── Exercise data
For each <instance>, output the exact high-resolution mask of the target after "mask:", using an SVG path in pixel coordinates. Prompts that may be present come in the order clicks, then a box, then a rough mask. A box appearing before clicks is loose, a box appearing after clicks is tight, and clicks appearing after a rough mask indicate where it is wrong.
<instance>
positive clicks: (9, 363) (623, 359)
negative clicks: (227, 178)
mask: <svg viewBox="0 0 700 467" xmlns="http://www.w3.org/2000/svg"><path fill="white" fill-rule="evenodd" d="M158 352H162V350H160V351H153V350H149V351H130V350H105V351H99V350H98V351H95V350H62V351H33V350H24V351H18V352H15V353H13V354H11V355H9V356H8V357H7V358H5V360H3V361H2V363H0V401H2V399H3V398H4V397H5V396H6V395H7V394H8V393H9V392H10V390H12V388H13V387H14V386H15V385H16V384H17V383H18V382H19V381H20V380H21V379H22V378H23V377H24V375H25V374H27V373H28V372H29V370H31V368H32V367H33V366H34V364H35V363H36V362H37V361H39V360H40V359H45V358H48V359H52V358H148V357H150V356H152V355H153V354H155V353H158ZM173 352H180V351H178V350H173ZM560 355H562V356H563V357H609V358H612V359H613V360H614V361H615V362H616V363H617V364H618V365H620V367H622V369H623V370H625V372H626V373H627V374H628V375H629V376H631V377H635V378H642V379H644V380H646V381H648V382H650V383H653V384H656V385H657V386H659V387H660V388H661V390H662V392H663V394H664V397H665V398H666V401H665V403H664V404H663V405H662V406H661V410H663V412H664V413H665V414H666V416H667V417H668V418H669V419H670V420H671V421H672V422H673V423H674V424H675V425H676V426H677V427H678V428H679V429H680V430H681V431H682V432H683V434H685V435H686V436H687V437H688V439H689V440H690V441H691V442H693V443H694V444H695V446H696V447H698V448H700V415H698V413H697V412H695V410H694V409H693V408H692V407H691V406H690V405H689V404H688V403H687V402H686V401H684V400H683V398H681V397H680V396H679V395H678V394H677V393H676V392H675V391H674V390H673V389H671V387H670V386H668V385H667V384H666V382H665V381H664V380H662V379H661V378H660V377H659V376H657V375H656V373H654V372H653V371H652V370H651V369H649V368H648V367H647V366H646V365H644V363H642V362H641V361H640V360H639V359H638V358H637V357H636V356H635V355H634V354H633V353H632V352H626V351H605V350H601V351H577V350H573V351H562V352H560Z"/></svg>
────
Reproduce the entire listing above word for word, without changing anything.

For each <instance>, output the exact high-resolution mask of the target after "mask:", using an SVG path in pixel coordinates. Prompts that may be present come in the order clicks, then a box, then a rough mask. A box appearing before clicks is loose, a box appearing after clicks is tight, and clicks appearing after a rough mask indicate where it is wrong.
<instance>
positive clicks: (9, 363) (623, 359)
negative clicks: (227, 178)
mask: <svg viewBox="0 0 700 467" xmlns="http://www.w3.org/2000/svg"><path fill="white" fill-rule="evenodd" d="M158 352H162V350H160V351H153V350H149V351H130V350H105V351H99V350H98V351H95V350H62V351H33V350H24V351H18V352H15V353H13V354H11V355H9V356H8V357H7V358H5V360H3V361H2V363H0V401H2V399H3V398H4V397H5V396H6V395H7V394H8V393H9V392H10V390H12V388H13V387H14V386H15V385H16V384H17V383H18V382H19V381H20V380H21V379H22V378H23V377H24V375H25V374H27V373H28V372H29V370H31V368H32V367H33V366H34V364H35V363H36V362H37V361H39V360H40V359H45V358H48V359H52V358H148V357H150V356H152V355H153V354H155V353H158ZM173 352H180V351H178V350H173ZM560 355H562V356H563V357H609V358H612V359H613V360H614V361H615V362H616V363H617V364H618V365H620V367H622V369H623V370H625V372H626V373H627V374H628V375H629V376H631V377H635V378H642V379H644V380H646V381H648V382H650V383H653V384H656V385H657V386H659V387H660V388H661V390H662V392H663V394H664V397H665V398H666V401H665V403H664V404H663V405H662V406H661V410H663V412H664V413H665V414H666V416H667V417H668V418H669V419H670V420H671V421H672V422H673V423H674V424H675V425H676V426H677V427H678V428H679V429H680V430H681V431H682V432H683V434H685V435H686V436H687V437H688V439H689V440H690V441H691V442H693V443H694V444H695V446H696V447H698V448H700V415H698V413H697V412H695V410H694V409H693V408H692V407H691V406H690V405H689V404H688V403H687V402H686V401H684V400H683V398H681V397H680V396H679V395H678V394H677V393H676V392H675V391H674V390H673V389H671V387H670V386H668V385H667V384H666V382H665V381H664V380H662V379H661V378H660V377H659V376H657V375H656V373H654V372H653V371H652V370H651V369H649V368H648V367H647V366H646V365H644V363H642V362H641V361H640V360H639V359H638V358H637V357H636V356H635V355H634V354H633V353H632V352H626V351H605V350H601V351H577V350H573V351H562V352H560Z"/></svg>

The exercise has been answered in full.